*Excerpt to read*
Bowman v. Monsanto and self-replicating seeds; David v. Goliath or Don Quixote v. Windmills?

AuthorLesser, W.
PositionIV. Discussion through VI. Conclusions and Issues for the Future, p. 554-573
  1. Discussion

    A. Did the conditions for direct infringement exist?

    "If properly construed claims read on the infringing product, there is literal infringement." (329) Claim 28 of the '247E' patent cites, "a glyphosate-tolerant plant ...". (330) The plants grown by Mr. Bowman were indeed glyphosate-tolerant for he tested and found them so. (331) The patent in claim 15 also includes method claims: "[a] method of producing genetically transformed plants which are tolerant toward glyphosate herbicide." (332)

    Conclusion: The claims of a patent-in-suit indeed read to the allegedly infringing product, Bowman's late season soybean crop, so that literal infringement existed. (333)

    B. Was Bowman a contract or infringement issue?

    Monsanto chose to pursue Bowman under patent law, as it did Scruggs and McFarling, rather than as a contract violation. (334) The reasons for the choice are not public knowledge but perhaps relate to the potential for treble damages, or an immediate injunction, or the success with the earlier cases. But there was a choice made, as the Supreme Court made clear in Quanta. (335) Citing Keeler v. Standard Folding Bed Co, (336) "We note that the authorized nature of the sale to Quanta does not necessarily limit LGE's other contract rights. LGE's complaint does not include a breach-of-contract claim, and we express no opinion on whether contract damages might be available even though exhaustion operates to eliminate patent damages." (337) The petitioner, Bowman, agrees with this interpretation. (338) And in Jazz Photo the Federal District noted, "[a] license is governed by the laws of contract." (339)

    Conclusion: It is likely a contract case would have been more straightforward than patent infringement for self-replicating organisms, and the court may have been more sympathetic to the economic realities under contract agreements than patent infringement. For example, Mr. Bowman, in purchasing "commodity seed" from Huey Soil Services, would have been in violation of the contract agreement to "acquire Seed ... only from a seed company with technology license(s) from Monsanto." (340) However, while Bowman's actions were likely actionable under contract law, that does not prejudice their standing under patent infringement as Bowman's Petition for a Writ of Certiorari suggests. (341)

    C. Does an authorized unconditional sale actually forfeit all subsequent interest in the invention? Is Bowman guilty of experimental use and "reconstruction" infringement?

    The courts have made it clear in numerous cases that an authorized unconditional sale exhausts the patentee's monopoly. This from Mitchell: "consequently a patentee, when he has himself constructed a machine and sold it without any conditions, or authorized another to construct, sell, and deliver it, or to construct and use and operate it, without any conditions, and the consideration has been paid to him for the thing patented, the rule is well established that the patentee must be understood to have parted to that extent with all his exclusive right, and that he ceases to have any interest whatever in the patented machine so sold and delivered or authorized to be constructed and operated." (343)

*Work to complete*
Answer these questions using the excerpt on Bowman v. Monsanto.
1. Which claim of which patent cites "a glyphosate-tolerant plant"?
2. From whom did Mr. Bowman purchase "commodity seed"?
3. Under which body of law did Monsanto choose to pursue Bowman?

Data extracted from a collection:
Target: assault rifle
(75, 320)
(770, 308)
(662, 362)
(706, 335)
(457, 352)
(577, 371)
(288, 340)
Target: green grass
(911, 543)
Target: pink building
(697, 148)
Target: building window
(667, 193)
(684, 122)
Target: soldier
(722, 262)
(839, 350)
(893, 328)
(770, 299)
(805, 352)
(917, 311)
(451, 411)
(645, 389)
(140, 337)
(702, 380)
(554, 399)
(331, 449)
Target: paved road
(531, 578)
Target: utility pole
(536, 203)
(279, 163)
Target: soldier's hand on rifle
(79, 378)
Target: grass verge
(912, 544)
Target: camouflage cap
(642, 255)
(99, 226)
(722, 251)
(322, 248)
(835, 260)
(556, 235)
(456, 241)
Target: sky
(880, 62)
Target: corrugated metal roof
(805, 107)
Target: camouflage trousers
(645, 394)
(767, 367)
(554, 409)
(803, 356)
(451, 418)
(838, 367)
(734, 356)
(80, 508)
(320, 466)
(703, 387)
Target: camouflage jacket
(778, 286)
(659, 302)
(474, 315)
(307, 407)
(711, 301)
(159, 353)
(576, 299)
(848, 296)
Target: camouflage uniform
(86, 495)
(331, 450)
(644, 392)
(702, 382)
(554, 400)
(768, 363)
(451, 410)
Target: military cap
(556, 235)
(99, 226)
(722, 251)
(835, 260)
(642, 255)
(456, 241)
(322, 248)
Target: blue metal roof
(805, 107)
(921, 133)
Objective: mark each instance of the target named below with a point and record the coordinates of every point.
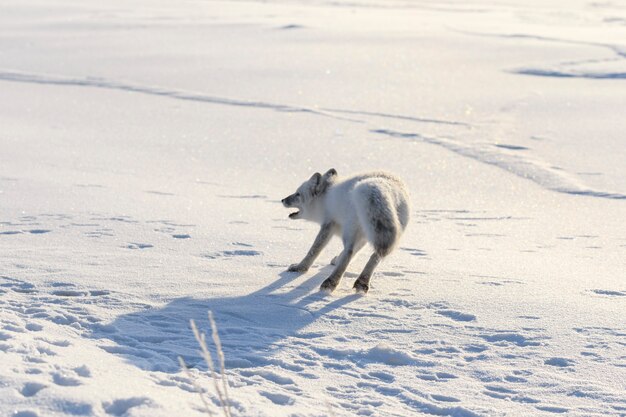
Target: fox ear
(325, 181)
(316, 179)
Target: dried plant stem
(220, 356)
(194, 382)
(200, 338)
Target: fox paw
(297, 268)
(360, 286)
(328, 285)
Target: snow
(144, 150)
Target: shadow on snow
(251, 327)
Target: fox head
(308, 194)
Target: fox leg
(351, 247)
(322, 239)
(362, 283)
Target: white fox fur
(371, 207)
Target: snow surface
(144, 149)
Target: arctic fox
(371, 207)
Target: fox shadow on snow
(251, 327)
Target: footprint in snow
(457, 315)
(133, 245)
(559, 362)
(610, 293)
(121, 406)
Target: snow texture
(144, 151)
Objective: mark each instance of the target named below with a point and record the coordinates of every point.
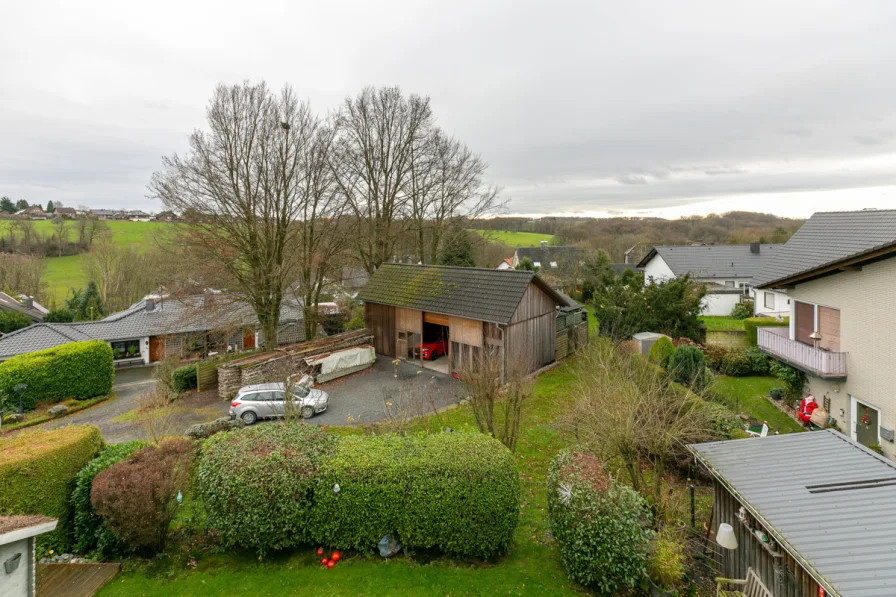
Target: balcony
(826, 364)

==

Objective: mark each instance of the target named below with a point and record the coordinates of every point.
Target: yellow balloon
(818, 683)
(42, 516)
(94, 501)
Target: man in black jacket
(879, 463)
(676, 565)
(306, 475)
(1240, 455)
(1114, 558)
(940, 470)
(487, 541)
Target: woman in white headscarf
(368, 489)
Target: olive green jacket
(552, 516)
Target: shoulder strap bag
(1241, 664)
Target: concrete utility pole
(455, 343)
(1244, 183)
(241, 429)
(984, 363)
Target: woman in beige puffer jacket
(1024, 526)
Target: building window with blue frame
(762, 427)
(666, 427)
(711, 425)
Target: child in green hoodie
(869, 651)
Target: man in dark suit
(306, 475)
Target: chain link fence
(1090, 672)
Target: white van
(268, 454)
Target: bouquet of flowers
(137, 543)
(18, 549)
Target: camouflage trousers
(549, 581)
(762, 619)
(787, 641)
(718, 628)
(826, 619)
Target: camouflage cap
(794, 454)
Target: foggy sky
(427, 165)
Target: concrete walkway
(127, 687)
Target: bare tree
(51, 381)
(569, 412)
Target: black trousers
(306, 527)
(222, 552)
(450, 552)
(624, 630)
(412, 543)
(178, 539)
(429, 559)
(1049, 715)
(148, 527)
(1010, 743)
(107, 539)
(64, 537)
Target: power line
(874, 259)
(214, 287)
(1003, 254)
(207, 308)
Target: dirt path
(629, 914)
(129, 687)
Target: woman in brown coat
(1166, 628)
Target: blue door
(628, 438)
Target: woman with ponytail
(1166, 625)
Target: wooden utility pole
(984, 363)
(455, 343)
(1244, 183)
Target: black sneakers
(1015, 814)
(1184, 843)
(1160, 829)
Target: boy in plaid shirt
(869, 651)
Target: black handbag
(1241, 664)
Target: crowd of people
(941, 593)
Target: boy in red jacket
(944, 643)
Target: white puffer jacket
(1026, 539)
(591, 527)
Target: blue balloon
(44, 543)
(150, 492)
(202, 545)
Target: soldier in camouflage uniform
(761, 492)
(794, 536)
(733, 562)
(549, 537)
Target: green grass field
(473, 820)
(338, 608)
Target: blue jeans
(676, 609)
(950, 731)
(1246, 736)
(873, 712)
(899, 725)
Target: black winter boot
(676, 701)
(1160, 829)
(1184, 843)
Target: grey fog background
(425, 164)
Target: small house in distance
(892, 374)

*Written answer*
1. Claim 28 of the '247E' patent.
2. Huey Soil Services.
3. Patent law, rather than as a contract violation.